───── TEXTAUSZUG

Bonn. – Michael Bohnet, ehemaliger Ministerialdirektor im Bundesministerium für wirtschaftliche Zusammenarbeit und Entwicklung (BMZ), ist in den letzten 40 Jahren immer wieder von der Wissenschaft in die Praxis der Entwicklungspolitik (und zurück) gewechselt. Jetzt hat der frühere Chef-Planer und Chef-Verhandler bei acht großen UN-Konferenzen ein umfangreiches Buch über diese Grenzgänge zwischen Forschung und Entwicklungspolitik vorgelegt.
Michael Bohnet ist derzeit Vorsitzender des Kuratoriums des Instituts für Entwicklungsforschung und Entwicklungspolitik an der Universität Bochum. Sein Buch enthält rund 30 Aufsätze zu Entwicklungstheorien, zur empirischen Entwicklungsforschung, zu Grundfragen der Entwicklungspolitik, zu Weltkonferenzen, zu thematischen und sozio-kulturellen Fragestellungen der Entwicklungszusammenarbeit, zur Wirtschaftsethik, zur europäischen Entwicklungspolitik, zur EZ mit Afrika und Asien und zur Evaluierung der Entwicklungszusammenarbeit. In diesen Aufsätzen werden u.a. die Pfade zwischen Wissenschaft und Entwicklungspolitik aufgezeigt.
Der Einleitungsaufsatz „Praxis ist geronnene Theorie“ enthält die Quintessenz des Werkes. Sieben Übertragungsmechanismen wissenschaftlicher Erkenntnisse in die Praxis werden untersucht (das Buch und der Aufsatz, das Gutachten, wissenschaftliche Beiräte, Anhörungen des Parlaments, Enquete-Kommissionen, Ausbildung durch Forschung und Studium und der Transmissionsriemen Presse und Öffentlichkeitsarbeit). Diese Übertragungskanäle werden jeweils mit praktischen Beispielen erläutert.

──────────

*AUFGABEN ZUR ÜBUNG:*
#1 Aktualisiere im Text über Michael Bohnets Buch den Abschnitt ab „Bonn. – Michael“ bis einschließlich „und Entwicklungspolitik vorgelegt.“: Schreib ihn noch einmal ab und setz dabei „Verhandlungsführer“ an die Stelle von „Chef-Verhandler“.
#2 Führe den Text über Michael Bohnets Buch nach seinem letzten Satz weiter.

───── DATENAUSZÜGE

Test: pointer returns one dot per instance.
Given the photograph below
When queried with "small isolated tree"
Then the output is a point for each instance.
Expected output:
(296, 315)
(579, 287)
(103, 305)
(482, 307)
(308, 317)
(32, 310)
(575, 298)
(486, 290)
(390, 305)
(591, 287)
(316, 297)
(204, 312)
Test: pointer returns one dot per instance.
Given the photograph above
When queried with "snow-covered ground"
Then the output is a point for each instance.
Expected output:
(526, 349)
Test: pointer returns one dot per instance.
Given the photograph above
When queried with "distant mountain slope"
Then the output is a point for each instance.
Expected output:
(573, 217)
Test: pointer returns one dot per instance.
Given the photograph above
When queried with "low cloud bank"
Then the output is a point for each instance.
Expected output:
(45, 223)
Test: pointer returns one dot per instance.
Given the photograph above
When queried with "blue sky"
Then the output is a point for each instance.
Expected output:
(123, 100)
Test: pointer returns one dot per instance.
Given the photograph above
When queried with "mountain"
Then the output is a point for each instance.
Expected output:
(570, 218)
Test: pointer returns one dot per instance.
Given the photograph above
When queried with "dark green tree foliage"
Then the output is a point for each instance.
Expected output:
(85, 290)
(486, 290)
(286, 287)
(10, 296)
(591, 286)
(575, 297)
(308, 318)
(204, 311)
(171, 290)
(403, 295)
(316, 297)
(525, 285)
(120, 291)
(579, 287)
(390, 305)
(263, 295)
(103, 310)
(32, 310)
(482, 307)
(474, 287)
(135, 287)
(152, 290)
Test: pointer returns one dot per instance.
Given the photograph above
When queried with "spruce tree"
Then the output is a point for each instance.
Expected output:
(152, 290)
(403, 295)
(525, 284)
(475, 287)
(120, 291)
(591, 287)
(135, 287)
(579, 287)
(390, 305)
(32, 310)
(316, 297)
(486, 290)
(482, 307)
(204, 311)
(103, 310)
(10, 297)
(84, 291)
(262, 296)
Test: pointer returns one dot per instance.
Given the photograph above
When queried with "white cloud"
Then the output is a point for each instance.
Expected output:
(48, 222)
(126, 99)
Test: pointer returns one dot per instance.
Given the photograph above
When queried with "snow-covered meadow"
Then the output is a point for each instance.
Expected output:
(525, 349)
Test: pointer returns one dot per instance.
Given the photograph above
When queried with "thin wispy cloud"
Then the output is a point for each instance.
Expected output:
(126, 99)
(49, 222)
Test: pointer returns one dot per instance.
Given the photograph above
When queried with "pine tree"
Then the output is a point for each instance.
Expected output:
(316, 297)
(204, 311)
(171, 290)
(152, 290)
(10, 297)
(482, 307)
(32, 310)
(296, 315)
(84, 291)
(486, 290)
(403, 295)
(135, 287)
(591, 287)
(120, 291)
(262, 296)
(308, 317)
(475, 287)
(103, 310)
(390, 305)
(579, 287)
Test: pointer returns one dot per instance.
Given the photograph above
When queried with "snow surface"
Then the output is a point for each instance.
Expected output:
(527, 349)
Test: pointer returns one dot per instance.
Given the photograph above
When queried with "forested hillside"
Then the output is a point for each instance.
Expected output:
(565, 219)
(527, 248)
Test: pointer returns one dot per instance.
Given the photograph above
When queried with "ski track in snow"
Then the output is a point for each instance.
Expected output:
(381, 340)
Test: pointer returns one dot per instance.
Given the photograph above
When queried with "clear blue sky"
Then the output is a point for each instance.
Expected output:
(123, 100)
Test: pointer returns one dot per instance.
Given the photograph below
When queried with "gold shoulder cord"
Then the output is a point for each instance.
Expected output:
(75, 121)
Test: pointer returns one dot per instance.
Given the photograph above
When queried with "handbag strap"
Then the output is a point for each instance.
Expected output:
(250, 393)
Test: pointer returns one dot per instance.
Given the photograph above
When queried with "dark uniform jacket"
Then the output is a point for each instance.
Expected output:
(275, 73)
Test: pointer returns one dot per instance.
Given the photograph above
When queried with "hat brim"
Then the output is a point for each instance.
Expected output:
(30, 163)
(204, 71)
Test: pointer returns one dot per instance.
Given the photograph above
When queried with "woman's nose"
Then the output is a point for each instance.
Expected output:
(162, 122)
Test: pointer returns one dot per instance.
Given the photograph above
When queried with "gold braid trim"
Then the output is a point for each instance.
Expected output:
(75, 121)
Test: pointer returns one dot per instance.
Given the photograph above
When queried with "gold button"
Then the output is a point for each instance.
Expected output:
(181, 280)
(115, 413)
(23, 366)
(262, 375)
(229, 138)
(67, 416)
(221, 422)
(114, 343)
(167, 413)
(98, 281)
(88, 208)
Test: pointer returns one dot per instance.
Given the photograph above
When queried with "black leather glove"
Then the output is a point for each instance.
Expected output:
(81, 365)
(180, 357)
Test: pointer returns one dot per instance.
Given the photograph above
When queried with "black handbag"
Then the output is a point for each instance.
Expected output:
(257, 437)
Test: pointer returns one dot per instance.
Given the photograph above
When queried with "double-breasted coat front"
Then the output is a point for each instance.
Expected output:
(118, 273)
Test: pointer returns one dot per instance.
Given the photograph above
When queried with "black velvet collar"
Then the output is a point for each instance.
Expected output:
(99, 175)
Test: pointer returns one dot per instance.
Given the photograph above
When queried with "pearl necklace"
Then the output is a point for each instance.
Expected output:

──────────

*ERGEBNISSE JE AUFGABE:*
#1
Bonn. – Michael Bohnet, ehemaliger Ministerialdirektor im Bundesministerium für wirtschaftliche Zusammenarbeit und Entwicklung (BMZ), ist in den letzten 40 Jahren immer wieder von der Wissenschaft in die Praxis der Entwicklungspolitik (und zurück) gewechselt. Jetzt hat der frühere Chef-Planer und Verhandlungsführer bei acht großen UN-Konferenzen ein umfangreiches Buch über diese Grenzgänge zwischen Forschung und Entwicklungspolitik vorgelegt.

#2
Ferner werden 18 exemplarische Felder aufgezeigt, in denen der Zusammenhang zwischen Entwicklungsforschung und Entwicklungspolitik im einzelnen herausgearbeitet wurde (u.a. Grundbedürfnisstrategie, Armutsbekämpfung, Verwaltungsförderung und Regierungsberatung, umweltorientierte Entwicklungspolitik, Schuldenerlasse, Washington-Konsensus versus Post-Washington-Konsensus, global governance, Afrikakonzept, internationale Steuern). Das Buch dokumentiert, dass die Umsetzung theoretischer Erklärungsansätze in konkrete Entwicklungspolitik viel stärker ist als allgemein angenommen. Zwischen Wissenschaft und Entwicklungspolitik besteht ein ständiger Übersetzungs- und Rückübersetzungsprozess, der bewirkt, dass sich einerseits die wissenschaftliche Fragestellung stetig verändert und andererseits der Informationsgrad der Entscheidungsträger erhöht wird. Dieser Prozess ist dem Wissenschaftler zuweilen nicht bewusst, häufig werden die Zusammenhänge erst nach Jahren erkannt.
Ein umfangreiches Personenverzeichnis, ein Verzeichnis aller deutschsprachigen Standardwerke/Übersichtswerke zur Entwicklungspolitik von 1960 bis heute sowie eine Übersicht über alle Schriften des Ausschusses Entwicklungsländer des Vereins für Socialpolitik von 1959 bis heute schließen das Werk ab.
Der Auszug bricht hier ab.